## PROBLEMS TO SOLVE
1. Reproduce the passage on Harold Briley verbatim from "Born in Anfield, Liverpool, he" to "footballer Dixie Dean.".
2. Answer the following from the passage on Harold Briley:
(a) What did the banner on Government House in Port Stanley read?
(b) After which footballer was Briley given his family nickname?
(c) In what year did Briley marry Norah Mylrea?
3. For each statement, determine whether the passage on Harold Briley supports it:
(a) Briley returned to Britain in 1983.
(b) During the second world war, Briley was evacuated to the Isle of Wight.
(c) Briley was appointed OBE in 1983.

## PASSAGE SHOWN
================
Briley then rushed to Buenos Aires to continue reporting on the conflict. This lasted more than two months before the taskforce sent from Britain by the then prime minister, Margaret Thatcher, defeated the Argentinian forces, with the loss of hundreds of combatants on both sides.

During the Argentinian occupation of the islands, locals listened intently on hidden radios to Briley’s reports on the progress of the fighting, coming to trust him to give accurate reports on the momentous events taking place around them.

When he visited the islands shortly after the capitulation of the Argentinian forces in June, the locals put up a banner on Government House in Port Stanley simply reading, “God Bless You Harold”, and he was later awarded the freedom of Goose Green (the scene of an important battle) as well as the right to free drinks at the Falklands Club in Port Stanley. As he joked to his family, “it’s a long way to go for a pint”.

Briley went on to report from Argentina on the end of the military dictatorship there, as well as from many other countries in South America, before returning to Britain in 1983. He then became the BBC’s defence correspondent until retirement in 1990, when he was appointed OBE. Lord (Peter) Carrington, Thatcher’s foreign secretary, who was forced to resign over the debacle surrounding the Argentinian invasion of the islands, said of him: “In all his dealings with me he has been one of the best correspondents I have ever met and the most scrupulously honest and most considerate, assiduous, well-informed, objective and efficient.”

Born in Anfield, Liverpool, he was the son of Jessica (nee Humphreys) and Harold Briley Sr, a wheelwright. As a youngster, Harold Jr was good at football, leading to his family nickname of Dixie or Dix after the Everton footballer Dixie Dean.

During the second world war, he recalled being blown out of bed by a German bomb that destroyed most of his street, and was subsequently evacuated to the Isle of Man, where he attended the Douglas high school for boys. He began his journalism career on the Isle of Man, where he also met Norah Mylrea. They married in 1956.
================
## DATA EXTRACTS
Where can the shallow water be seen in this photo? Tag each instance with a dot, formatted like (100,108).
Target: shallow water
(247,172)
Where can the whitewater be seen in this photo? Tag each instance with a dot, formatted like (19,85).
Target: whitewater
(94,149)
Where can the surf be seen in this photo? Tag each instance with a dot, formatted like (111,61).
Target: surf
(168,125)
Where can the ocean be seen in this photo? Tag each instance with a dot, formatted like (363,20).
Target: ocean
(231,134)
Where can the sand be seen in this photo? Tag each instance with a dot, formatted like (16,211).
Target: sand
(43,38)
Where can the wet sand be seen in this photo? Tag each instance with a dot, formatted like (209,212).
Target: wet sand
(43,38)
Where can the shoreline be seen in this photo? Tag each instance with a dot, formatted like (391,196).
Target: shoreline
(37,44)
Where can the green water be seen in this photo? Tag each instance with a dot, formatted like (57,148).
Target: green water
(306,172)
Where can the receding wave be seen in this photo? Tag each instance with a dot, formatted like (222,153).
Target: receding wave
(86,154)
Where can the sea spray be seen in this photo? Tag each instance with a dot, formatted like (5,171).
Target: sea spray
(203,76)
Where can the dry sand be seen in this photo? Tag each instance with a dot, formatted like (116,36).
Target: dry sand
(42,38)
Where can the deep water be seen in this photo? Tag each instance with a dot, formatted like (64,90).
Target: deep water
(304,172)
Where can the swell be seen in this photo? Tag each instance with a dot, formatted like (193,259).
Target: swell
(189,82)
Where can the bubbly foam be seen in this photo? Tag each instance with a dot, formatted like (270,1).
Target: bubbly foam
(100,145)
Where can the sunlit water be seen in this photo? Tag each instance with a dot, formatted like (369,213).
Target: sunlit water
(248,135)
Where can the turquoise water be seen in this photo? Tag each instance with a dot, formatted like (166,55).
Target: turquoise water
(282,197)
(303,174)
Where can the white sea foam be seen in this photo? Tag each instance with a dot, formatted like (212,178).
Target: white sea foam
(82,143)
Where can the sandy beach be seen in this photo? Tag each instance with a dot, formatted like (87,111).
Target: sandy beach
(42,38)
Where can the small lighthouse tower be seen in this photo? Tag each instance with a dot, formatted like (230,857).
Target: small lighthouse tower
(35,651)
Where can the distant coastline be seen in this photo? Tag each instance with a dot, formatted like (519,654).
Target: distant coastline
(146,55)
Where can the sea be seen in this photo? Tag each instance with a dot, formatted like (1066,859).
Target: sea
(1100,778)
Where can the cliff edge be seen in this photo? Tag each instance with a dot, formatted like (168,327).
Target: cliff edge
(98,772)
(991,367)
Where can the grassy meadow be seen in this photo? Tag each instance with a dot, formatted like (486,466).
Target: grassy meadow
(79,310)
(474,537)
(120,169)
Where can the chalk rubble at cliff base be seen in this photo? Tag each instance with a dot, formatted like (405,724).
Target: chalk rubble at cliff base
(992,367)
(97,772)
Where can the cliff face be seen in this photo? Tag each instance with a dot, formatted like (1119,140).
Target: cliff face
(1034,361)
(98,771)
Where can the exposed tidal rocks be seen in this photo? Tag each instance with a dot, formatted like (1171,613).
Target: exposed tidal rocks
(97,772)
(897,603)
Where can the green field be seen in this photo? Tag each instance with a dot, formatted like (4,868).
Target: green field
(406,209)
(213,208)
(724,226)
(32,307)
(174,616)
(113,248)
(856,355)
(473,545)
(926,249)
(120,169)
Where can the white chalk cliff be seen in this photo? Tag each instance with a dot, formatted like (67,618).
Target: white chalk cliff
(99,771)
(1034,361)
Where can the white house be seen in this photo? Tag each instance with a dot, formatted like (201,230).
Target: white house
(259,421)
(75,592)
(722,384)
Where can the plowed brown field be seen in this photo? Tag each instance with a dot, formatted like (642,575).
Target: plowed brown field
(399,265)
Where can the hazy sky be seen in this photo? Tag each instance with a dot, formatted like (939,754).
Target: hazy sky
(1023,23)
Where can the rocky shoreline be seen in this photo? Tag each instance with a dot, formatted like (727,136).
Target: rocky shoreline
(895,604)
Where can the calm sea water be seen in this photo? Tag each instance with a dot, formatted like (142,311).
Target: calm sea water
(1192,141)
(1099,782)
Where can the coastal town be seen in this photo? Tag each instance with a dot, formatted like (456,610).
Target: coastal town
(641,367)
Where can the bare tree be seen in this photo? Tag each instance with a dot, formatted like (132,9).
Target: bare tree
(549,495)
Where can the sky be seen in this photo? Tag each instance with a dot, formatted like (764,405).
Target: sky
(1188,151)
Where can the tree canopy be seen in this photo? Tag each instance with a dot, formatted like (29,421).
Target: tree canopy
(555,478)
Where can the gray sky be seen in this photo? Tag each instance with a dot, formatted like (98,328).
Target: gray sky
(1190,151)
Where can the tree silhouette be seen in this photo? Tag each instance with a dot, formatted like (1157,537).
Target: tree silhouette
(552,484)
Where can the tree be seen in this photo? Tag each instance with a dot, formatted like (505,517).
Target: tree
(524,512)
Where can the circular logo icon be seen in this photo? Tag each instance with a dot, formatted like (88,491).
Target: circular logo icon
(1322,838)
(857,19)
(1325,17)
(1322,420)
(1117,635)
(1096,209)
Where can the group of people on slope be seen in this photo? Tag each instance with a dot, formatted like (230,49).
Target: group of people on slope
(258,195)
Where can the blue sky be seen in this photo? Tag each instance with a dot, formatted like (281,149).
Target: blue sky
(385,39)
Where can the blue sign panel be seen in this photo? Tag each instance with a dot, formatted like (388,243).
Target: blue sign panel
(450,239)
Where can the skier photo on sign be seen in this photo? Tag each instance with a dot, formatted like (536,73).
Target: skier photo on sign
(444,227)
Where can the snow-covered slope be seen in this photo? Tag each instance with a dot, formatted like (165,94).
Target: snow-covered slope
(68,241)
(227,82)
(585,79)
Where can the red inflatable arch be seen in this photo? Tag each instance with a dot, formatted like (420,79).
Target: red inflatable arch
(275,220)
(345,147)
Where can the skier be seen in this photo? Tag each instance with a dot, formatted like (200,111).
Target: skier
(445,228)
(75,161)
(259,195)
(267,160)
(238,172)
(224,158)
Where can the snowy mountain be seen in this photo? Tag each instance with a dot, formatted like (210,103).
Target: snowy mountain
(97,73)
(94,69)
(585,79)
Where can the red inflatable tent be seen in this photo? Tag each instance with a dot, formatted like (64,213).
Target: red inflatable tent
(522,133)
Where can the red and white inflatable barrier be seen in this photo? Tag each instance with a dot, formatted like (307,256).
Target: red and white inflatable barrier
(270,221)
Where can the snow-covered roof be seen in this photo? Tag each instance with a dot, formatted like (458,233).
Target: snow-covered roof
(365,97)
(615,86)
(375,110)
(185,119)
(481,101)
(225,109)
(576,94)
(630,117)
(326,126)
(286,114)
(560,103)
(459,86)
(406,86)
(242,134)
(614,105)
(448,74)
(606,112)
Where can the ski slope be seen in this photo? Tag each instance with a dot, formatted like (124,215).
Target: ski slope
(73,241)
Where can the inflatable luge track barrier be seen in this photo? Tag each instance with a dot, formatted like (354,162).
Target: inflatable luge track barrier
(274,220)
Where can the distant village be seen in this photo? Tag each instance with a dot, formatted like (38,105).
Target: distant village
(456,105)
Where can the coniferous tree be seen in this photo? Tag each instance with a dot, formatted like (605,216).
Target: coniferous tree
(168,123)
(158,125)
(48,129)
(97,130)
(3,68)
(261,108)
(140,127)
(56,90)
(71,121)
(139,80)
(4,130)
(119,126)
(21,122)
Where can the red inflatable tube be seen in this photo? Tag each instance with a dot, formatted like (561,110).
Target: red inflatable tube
================
## RESPONSES TO THE TASKS
1.
Born in Anfield, Liverpool, he was the son of Jessica (nee Humphreys) and Harold Briley Sr, a wheelwright. As a youngster, Harold Jr was good at football, leading to his family nickname of Dixie or Dix after the Everton footballer Dixie Dean.

2.
(a) "God Bless You Harold"
(b) The Everton footballer Dixie Dean
(c) 1956

3.
(a) Yes: "before returning to Britain in 1983"
(b) No: "was subsequently evacuated to the Isle of Man"
(c) No: "until retirement in 1990, when he was appointed OBE"